[Blocco di testo]:
I sintomi sono rappresentati essenzialmente dal dolore toracico, con varie irradiazioni, o da difficoltà respiratorie. Le complicanze possono essere molteplici e anche gravi, andando dalle modeste aritmie fino alla fibrillazione ventricolare o alla rottura del cuore. Per questo in caso d’infarto, se non s’interviene subito in ospedale con una dilatazione della coronaria interessata dall’ostruzione attraverso un’angioplastica sotto guida radiologica, ci può essere rischio di morte per arresto cardiaco.

Ischemia intestinale

L’ischemia intestinale è legata a restringimenti delle arterie distrettuali, le arterie mesenteriche. Se queste sono anche parzialmente ostruite, possono dare dolori ai pasti e difficoltà alla digestione. Nei casi più gravi si può arrivare all’infarto intestinale.
Tra i vasi addominali ci sono anche le arterie renali: la loro stenosi o costruzione può portare all’insufficienza renale o a quadri gravi e non controllabili d’ipertensione.

Quando l’ischemia colpisce gli arti

La localizzazione della patologia alle arterie degli arti inferiori provoca spesso la cosiddetta “sindrome delle vetrine”. Il paziente che a riposo o per piccoli sforzi è asintomatico, sotto sforzo presenta dolori crampiformi ai polpacci che lo portano a fermarsi fino alla scomparsa del dolore. Cessato il dolore riprende il cammino fino ala successiva tappa. Spesso il paziente per nascondere il disturbo finge di fermarsi per guardare le vetrine. Dal punto di vista scientifico questa sindrome è chiamata claudicatio intermittens. Si tratta di una tappa intermedia dell’evoluzione della patologia. Andando avanti evolve verso il dolore a riposo fino, alla gangrena dell’arto con possibile amputazione dello stesso.

[Scopo del compito]:
Trascrivi senza alterazioni il passo del testo sull'ischemia riportato sopra, da "I sintomi sono" a "per arresto cardiaco.".

[Raccolta dei record]:
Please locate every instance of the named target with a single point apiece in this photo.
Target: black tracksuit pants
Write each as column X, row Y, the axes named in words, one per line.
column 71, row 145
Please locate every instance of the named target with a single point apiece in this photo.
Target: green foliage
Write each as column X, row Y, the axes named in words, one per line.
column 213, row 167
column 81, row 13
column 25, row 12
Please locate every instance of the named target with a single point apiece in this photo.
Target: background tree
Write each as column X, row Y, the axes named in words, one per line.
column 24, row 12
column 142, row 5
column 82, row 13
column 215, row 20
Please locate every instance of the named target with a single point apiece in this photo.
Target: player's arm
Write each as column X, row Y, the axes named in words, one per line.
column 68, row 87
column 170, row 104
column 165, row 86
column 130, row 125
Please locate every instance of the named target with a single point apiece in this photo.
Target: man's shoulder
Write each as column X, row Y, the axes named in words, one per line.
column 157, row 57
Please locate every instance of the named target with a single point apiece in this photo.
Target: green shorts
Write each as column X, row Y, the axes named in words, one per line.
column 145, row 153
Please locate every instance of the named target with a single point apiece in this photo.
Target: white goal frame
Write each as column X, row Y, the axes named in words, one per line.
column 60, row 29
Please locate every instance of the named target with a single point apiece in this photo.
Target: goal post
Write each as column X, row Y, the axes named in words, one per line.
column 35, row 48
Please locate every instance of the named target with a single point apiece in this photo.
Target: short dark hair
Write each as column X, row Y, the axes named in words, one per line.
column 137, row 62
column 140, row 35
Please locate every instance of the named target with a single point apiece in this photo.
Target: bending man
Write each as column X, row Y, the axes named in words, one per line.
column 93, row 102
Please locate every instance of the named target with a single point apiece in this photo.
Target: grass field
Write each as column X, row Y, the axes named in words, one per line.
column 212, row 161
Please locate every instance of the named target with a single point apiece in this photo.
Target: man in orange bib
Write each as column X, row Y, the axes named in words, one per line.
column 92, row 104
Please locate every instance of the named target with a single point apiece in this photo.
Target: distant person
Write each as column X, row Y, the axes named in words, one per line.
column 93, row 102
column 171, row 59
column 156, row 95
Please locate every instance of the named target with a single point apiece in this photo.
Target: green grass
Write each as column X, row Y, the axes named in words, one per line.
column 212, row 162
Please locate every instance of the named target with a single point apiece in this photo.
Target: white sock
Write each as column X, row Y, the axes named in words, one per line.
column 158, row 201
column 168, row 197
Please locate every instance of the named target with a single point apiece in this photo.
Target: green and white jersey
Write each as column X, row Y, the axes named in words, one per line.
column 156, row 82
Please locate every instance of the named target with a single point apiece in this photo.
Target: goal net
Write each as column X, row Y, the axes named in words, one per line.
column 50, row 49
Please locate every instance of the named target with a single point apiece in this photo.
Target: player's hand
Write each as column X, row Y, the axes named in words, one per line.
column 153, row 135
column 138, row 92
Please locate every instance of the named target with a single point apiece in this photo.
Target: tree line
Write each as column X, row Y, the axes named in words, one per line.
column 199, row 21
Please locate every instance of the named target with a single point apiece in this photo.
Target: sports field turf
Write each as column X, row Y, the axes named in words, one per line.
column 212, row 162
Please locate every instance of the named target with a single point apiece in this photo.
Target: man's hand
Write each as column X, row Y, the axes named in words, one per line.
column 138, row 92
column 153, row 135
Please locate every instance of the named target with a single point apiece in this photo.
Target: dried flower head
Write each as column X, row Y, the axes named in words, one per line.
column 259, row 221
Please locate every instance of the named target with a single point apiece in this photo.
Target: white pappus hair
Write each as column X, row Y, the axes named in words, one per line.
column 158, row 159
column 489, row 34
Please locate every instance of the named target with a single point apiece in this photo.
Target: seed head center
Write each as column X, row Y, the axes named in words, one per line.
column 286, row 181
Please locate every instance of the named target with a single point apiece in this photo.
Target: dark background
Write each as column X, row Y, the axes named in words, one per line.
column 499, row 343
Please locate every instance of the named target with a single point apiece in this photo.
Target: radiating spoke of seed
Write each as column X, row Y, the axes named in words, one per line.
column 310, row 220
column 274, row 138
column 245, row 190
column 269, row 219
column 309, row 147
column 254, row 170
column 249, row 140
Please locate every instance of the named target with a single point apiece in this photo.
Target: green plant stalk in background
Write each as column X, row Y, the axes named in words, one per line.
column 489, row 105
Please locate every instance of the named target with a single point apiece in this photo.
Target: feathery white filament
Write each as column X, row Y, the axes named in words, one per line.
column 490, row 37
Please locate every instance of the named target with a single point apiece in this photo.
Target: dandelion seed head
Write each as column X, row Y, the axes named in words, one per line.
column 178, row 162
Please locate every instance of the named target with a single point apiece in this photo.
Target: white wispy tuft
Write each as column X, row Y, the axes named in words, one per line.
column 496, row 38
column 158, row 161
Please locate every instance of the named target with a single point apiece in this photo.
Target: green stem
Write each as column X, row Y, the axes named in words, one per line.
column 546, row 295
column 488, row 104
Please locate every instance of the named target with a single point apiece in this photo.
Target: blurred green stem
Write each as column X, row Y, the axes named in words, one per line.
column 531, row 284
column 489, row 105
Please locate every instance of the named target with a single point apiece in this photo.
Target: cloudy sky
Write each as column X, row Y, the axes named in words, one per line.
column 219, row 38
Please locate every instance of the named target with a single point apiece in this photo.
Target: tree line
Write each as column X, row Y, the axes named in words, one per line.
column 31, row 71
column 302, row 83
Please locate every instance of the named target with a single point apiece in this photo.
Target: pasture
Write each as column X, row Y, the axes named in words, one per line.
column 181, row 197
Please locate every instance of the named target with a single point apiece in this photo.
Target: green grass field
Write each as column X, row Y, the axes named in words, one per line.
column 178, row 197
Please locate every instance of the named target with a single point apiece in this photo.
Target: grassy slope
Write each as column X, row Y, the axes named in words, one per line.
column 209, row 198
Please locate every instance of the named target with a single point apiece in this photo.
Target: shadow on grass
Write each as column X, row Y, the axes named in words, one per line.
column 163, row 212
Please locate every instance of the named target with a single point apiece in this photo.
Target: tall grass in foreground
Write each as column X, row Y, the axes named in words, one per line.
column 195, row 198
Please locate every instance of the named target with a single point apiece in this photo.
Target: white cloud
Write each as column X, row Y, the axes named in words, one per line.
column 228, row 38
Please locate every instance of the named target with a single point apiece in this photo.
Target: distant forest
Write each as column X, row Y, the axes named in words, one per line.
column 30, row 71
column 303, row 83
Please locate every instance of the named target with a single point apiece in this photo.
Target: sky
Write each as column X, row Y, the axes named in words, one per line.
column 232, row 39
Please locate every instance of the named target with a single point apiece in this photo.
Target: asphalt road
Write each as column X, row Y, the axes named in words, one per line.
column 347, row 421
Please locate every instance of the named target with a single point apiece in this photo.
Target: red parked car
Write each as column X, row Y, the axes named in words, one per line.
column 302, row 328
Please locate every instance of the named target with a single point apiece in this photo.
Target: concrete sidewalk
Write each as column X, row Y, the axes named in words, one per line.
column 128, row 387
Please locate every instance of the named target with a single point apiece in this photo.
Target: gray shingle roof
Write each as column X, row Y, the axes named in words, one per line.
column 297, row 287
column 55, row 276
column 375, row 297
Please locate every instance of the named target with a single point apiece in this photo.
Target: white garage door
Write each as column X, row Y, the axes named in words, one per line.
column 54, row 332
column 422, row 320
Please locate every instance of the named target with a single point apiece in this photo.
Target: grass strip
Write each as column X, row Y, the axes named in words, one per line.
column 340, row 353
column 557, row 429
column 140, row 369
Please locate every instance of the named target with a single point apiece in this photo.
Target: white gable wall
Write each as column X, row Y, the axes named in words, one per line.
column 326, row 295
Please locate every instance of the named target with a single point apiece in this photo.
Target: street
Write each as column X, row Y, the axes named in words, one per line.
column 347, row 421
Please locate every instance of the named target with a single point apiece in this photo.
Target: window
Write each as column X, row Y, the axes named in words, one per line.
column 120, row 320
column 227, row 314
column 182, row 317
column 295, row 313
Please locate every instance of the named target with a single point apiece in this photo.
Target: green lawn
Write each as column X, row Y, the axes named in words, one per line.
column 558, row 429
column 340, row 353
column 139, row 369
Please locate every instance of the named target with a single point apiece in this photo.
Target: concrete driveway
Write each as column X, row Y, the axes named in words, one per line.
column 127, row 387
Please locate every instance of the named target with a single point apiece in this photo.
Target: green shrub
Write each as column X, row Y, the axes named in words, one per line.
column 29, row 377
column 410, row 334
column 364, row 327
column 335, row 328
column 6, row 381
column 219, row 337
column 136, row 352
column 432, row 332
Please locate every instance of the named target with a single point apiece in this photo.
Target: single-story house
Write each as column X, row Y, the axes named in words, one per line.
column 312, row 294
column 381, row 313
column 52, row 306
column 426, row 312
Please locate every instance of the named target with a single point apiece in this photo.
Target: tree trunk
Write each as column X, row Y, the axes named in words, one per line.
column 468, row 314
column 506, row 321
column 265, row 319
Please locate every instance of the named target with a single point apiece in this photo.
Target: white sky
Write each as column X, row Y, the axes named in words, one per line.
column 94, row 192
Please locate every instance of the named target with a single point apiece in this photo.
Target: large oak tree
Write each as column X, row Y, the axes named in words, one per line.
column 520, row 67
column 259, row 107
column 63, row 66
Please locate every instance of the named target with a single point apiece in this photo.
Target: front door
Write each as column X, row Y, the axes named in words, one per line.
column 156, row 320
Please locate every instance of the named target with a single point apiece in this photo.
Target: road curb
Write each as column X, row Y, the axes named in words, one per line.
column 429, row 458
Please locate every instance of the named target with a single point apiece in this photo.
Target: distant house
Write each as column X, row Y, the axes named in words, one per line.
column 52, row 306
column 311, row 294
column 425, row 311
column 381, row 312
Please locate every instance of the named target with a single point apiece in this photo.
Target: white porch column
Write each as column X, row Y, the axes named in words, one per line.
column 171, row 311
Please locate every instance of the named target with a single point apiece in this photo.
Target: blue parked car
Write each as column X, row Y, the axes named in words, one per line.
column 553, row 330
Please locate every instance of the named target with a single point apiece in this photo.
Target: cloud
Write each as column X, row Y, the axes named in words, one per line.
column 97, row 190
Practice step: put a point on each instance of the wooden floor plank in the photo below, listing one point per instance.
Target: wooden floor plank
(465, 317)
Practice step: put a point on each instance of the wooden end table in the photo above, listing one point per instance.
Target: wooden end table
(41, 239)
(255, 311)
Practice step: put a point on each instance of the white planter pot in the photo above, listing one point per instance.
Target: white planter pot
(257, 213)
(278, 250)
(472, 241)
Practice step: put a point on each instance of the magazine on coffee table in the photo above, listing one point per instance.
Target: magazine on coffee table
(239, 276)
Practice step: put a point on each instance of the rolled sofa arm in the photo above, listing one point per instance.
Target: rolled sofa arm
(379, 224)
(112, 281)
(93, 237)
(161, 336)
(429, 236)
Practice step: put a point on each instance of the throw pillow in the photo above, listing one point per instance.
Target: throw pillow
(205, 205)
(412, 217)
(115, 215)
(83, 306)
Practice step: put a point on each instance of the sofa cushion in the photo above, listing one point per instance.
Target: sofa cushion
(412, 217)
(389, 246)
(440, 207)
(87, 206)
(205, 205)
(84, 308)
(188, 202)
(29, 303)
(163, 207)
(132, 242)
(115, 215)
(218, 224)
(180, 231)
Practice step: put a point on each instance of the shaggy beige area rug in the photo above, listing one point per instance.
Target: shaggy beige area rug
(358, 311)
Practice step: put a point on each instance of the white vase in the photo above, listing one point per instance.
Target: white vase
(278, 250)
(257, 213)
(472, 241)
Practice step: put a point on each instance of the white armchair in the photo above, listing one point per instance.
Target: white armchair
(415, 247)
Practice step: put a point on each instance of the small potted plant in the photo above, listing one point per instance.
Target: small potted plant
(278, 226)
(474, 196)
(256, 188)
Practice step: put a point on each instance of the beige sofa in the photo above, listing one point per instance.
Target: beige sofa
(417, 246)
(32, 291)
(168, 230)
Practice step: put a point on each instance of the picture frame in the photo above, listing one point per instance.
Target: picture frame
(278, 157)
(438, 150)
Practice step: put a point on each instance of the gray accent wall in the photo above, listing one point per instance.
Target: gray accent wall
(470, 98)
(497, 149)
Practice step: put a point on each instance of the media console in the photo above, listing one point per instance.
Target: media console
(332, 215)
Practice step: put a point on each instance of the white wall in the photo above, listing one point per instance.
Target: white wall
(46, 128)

[Risposta al compito]:
I sintomi sono rappresentati essenzialmente dal dolore toracico, con varie irradiazioni, o da difficoltà respiratorie. Le complicanze possono essere molteplici e anche gravi, andando dalle modeste aritmie fino alla fibrillazione ventricolare o alla rottura del cuore. Per questo in caso d’infarto, se non s’interviene subito in ospedale con una dilatazione della coronaria interessata dall’ostruzione attraverso un’angioplastica sotto guida radiologica, ci può essere rischio di morte per arresto cardiaco.